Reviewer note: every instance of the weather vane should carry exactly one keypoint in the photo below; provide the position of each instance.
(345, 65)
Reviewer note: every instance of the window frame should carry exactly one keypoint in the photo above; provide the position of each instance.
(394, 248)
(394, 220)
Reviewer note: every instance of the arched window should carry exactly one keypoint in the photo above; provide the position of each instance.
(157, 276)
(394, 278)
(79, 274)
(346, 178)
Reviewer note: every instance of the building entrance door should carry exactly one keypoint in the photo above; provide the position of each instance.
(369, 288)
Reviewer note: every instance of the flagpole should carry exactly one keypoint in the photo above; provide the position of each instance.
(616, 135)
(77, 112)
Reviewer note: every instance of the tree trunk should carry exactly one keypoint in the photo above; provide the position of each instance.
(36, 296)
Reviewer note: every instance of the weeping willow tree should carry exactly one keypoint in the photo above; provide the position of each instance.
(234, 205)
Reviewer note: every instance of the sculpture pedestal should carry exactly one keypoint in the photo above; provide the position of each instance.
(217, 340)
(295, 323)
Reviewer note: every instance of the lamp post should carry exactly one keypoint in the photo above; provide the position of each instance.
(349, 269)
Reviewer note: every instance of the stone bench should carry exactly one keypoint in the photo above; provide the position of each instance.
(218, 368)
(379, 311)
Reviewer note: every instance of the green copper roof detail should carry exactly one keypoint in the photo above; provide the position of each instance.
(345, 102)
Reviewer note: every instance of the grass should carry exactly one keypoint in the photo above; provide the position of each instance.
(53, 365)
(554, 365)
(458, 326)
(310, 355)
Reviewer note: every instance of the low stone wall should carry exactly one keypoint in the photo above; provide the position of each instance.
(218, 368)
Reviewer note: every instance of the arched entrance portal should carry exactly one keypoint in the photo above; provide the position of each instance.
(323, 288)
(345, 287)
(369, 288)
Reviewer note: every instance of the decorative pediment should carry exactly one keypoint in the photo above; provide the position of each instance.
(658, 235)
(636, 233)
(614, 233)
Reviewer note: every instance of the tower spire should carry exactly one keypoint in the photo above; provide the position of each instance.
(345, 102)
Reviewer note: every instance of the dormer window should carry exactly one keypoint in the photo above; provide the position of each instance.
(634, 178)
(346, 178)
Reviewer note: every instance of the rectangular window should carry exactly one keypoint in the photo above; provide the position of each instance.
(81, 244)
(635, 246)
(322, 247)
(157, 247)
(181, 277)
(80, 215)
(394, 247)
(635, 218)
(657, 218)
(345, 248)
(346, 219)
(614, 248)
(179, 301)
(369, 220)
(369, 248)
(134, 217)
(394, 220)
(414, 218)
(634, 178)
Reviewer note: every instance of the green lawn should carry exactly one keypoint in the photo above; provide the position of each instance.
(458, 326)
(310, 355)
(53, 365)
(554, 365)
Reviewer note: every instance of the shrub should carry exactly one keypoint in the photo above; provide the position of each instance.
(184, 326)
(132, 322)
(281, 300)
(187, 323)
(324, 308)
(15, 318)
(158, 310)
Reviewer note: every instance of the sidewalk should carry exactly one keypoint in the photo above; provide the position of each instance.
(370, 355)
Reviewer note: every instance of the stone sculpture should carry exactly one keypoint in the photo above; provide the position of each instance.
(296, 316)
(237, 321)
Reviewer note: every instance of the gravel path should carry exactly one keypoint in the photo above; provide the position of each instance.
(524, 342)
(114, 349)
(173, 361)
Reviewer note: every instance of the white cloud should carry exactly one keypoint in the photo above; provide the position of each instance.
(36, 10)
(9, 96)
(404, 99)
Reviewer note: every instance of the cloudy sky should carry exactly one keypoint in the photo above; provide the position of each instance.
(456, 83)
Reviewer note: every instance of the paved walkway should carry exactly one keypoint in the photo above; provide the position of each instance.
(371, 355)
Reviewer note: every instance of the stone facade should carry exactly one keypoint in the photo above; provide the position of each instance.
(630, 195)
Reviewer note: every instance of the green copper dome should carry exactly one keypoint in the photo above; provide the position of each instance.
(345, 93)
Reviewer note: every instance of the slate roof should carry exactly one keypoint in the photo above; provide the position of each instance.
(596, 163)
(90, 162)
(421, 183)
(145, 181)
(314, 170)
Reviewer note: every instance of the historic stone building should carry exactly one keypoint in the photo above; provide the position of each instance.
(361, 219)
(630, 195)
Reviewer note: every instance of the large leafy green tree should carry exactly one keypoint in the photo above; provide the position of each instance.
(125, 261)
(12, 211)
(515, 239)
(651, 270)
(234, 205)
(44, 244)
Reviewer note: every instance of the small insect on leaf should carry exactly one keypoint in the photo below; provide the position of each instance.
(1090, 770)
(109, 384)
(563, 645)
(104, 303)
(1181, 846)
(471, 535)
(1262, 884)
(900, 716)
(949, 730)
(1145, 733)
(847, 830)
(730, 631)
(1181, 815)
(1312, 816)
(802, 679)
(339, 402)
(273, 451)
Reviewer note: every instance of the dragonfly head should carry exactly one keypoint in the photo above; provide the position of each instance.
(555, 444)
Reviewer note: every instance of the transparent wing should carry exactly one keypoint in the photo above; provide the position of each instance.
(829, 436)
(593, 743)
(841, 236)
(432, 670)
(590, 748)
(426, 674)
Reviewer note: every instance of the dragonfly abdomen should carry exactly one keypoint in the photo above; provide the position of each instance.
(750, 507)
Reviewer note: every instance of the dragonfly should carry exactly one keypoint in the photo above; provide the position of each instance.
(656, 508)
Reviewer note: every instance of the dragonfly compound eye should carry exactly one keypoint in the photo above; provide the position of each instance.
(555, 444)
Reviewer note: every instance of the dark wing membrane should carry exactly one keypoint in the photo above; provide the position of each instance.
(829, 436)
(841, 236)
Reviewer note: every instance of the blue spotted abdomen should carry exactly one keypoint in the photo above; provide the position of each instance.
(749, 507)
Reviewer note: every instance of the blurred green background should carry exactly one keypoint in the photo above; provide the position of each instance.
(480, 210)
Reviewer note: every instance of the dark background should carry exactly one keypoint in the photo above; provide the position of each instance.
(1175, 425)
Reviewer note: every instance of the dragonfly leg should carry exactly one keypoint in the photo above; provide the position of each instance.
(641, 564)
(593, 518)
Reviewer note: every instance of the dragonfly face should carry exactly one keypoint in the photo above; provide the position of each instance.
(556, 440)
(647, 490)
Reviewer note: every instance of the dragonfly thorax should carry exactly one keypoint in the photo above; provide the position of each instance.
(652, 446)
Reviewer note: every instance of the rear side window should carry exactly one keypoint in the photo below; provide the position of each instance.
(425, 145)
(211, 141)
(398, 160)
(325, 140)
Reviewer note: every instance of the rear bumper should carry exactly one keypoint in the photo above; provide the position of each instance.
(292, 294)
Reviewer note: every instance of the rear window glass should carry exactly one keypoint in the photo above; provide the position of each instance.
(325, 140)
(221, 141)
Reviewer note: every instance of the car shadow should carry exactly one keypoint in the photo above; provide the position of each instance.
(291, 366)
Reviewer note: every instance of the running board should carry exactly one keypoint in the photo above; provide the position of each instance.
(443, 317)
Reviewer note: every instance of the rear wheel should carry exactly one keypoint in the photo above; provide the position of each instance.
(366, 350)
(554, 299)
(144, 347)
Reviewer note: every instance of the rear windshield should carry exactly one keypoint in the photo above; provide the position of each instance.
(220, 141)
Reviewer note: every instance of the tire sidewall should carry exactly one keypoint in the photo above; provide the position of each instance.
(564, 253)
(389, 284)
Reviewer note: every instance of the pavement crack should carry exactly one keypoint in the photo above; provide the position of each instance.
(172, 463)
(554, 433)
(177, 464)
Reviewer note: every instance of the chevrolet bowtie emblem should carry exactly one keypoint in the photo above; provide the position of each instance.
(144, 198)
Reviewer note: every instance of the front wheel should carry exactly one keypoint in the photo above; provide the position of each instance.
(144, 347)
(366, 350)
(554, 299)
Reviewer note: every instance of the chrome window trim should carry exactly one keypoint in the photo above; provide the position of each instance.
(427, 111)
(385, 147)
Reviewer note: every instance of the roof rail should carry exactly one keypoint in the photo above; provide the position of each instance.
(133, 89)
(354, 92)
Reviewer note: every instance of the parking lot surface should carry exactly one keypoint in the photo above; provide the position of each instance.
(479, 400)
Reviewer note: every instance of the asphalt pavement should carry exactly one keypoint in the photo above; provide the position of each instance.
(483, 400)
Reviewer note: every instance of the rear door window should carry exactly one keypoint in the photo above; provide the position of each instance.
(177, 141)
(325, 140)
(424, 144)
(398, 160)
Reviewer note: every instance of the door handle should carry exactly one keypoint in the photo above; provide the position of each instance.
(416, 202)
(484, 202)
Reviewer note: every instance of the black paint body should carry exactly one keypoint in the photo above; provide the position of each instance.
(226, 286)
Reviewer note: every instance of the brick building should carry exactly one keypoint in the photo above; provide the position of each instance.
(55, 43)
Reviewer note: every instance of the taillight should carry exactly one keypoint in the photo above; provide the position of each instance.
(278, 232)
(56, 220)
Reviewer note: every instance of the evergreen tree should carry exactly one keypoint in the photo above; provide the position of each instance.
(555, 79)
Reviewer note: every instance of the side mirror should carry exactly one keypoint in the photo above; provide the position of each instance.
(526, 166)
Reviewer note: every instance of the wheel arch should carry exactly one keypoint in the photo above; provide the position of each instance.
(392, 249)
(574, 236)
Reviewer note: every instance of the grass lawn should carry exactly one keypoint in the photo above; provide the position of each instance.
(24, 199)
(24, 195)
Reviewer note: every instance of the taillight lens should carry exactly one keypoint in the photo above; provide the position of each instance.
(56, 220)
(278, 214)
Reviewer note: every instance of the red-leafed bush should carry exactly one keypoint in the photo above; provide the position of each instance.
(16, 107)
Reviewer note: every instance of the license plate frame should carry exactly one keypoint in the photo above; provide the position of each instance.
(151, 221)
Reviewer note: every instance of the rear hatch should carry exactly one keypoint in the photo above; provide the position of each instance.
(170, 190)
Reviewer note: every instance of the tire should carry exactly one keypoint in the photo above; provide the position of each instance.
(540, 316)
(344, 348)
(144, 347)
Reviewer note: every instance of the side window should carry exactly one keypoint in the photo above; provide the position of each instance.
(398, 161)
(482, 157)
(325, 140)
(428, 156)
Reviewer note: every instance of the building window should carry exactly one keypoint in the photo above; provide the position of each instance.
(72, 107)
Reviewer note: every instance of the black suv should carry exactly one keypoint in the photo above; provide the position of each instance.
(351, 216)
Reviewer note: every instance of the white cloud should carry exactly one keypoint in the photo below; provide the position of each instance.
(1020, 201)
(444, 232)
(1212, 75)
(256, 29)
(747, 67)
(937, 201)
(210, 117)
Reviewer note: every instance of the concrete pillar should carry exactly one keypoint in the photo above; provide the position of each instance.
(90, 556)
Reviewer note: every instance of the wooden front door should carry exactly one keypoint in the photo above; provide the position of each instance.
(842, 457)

::::

Goal of the exercise =
Quote, without alteration, the final stretch of the entries: the line with "Reviewer note: every instance of the wooden" onward to the last line.

Exercise solution =
Reviewer note: every instance of the wooden front door should carry exactly one keypoint in the photo above; provide the position of each instance.
(842, 457)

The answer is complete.